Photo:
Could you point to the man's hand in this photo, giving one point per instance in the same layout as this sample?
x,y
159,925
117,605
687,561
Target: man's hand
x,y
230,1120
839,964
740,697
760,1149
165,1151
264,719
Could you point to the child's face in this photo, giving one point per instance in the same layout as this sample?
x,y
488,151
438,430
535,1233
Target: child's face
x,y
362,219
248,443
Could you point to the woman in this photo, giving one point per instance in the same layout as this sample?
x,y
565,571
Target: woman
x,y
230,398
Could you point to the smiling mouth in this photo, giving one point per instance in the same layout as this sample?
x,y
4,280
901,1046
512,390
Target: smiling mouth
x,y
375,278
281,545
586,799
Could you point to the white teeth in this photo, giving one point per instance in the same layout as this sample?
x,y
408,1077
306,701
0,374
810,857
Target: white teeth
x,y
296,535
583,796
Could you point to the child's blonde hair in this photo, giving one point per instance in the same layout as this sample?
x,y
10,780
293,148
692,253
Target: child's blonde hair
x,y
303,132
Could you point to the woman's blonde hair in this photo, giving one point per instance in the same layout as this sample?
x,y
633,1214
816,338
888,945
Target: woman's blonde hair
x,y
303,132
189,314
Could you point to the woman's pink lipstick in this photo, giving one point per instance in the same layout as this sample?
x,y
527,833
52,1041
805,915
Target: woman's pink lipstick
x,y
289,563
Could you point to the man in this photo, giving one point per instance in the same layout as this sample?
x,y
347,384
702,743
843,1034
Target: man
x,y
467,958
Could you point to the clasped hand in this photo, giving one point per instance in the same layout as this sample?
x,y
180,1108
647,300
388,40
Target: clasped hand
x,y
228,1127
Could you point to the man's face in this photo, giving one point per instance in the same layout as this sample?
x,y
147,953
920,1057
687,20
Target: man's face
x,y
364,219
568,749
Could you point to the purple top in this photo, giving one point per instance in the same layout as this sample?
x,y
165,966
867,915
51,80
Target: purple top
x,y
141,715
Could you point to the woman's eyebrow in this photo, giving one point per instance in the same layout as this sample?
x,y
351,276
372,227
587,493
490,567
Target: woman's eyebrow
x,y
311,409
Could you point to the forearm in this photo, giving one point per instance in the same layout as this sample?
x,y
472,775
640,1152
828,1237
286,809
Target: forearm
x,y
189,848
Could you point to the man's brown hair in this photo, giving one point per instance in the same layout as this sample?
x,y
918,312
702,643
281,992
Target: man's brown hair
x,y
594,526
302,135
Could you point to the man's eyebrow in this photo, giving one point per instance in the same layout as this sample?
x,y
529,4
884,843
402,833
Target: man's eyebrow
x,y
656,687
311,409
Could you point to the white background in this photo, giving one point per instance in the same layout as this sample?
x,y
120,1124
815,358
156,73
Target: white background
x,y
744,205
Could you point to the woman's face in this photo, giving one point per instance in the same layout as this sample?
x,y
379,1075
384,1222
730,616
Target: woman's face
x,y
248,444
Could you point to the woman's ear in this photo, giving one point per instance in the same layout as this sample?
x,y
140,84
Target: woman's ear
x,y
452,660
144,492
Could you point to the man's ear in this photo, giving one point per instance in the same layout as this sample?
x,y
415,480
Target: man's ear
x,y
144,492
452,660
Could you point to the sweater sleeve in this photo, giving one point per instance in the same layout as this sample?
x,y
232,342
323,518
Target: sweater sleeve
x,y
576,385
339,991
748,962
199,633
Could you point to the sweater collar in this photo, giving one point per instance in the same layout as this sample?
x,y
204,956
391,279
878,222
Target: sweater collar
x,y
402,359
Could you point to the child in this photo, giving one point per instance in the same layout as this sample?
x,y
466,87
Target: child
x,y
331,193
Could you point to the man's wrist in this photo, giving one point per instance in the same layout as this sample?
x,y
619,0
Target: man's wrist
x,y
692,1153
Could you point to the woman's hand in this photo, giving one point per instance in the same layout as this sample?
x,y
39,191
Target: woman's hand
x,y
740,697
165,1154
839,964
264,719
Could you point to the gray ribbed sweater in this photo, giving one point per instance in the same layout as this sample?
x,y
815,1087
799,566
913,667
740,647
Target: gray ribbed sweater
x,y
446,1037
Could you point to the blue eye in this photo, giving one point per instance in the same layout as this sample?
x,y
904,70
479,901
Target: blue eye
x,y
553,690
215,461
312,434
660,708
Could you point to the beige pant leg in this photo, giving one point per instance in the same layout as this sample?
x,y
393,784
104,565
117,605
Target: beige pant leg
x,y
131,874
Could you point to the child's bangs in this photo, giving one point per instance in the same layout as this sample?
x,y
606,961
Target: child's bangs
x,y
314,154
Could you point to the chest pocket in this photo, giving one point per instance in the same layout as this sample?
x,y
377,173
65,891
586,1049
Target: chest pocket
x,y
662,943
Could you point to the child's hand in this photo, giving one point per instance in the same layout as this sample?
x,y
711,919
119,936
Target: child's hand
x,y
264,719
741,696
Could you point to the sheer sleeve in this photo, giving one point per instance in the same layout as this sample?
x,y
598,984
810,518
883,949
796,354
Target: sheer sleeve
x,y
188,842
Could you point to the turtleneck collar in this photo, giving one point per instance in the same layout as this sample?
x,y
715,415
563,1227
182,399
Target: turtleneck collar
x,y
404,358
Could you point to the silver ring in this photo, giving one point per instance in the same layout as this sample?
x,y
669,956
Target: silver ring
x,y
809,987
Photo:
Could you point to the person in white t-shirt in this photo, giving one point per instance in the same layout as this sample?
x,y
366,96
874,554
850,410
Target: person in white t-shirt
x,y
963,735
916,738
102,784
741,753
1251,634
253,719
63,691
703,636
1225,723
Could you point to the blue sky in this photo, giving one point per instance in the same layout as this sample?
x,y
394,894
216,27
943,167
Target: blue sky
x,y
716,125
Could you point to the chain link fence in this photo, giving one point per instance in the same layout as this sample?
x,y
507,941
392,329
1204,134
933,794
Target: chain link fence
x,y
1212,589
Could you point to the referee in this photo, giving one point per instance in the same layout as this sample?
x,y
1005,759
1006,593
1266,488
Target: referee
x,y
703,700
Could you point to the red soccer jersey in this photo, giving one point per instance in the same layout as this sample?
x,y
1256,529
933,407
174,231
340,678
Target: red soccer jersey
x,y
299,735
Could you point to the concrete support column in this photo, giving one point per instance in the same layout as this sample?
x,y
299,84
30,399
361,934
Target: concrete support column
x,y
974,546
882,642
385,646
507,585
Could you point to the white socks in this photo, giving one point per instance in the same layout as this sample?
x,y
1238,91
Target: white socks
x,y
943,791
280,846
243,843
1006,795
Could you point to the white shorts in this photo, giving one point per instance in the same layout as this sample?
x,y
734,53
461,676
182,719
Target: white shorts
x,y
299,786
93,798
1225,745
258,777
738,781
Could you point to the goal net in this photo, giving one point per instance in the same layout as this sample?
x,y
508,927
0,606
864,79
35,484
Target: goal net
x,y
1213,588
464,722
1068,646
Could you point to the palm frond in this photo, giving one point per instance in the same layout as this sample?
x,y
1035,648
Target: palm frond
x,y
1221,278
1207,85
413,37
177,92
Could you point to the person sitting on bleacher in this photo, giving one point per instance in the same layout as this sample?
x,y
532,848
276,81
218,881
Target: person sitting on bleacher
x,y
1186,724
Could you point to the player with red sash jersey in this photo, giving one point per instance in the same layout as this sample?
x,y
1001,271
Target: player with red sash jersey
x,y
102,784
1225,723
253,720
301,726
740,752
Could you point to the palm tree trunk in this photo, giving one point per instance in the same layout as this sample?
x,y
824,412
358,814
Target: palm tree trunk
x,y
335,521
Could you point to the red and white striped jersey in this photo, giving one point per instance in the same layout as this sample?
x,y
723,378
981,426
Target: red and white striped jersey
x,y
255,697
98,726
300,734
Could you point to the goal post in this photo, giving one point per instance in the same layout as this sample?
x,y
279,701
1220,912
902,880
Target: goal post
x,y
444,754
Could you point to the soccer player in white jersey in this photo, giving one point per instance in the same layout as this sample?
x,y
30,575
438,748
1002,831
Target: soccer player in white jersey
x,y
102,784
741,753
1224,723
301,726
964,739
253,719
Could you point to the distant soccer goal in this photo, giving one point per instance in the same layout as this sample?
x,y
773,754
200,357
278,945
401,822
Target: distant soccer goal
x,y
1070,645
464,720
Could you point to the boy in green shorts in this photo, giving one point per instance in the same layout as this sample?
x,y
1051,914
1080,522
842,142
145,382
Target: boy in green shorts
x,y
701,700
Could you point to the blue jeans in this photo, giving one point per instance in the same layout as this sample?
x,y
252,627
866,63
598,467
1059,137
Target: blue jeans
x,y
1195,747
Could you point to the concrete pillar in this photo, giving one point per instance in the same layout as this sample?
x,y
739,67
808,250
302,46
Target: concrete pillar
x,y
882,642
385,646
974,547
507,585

--------------------------------

* Given request: Output, unchanged, the lines from the line with "Could you point to the goal post" through the final line of the material.

* Solution for this exercise:
Could you point to the goal post in this photo, giving one point per instance in the same layout as this sample?
x,y
279,701
1220,912
902,880
Target: goal post
x,y
444,754
Could you point to the soccer player in white jersey in this photo, giving one point per instance in the same layout as this sample?
x,y
30,575
438,748
1002,831
Target: soccer player in white jersey
x,y
102,784
741,753
1224,723
301,726
964,739
253,719
Could you point to the distant soccer goal in this photo, giving one point per instance in the same layout as this sample?
x,y
773,754
200,357
278,945
401,822
Target: distant soccer goal
x,y
1070,645
464,720
Could you point to the boy in green shorts in this photo, giving one point per instance in the same layout as this sample?
x,y
1051,914
1080,522
842,142
145,382
Target: boy in green shorts
x,y
701,700
Could you point to the blue jeans in this photo, giving one point per instance in the same layout as this sample?
x,y
252,627
866,63
598,467
1059,137
Target: blue jeans
x,y
1195,747
Could you point to the concrete pillar in this photo, giving one point per instance in the same layout as this sample?
x,y
739,67
808,250
302,46
Target: concrete pillar
x,y
882,642
385,646
974,547
507,585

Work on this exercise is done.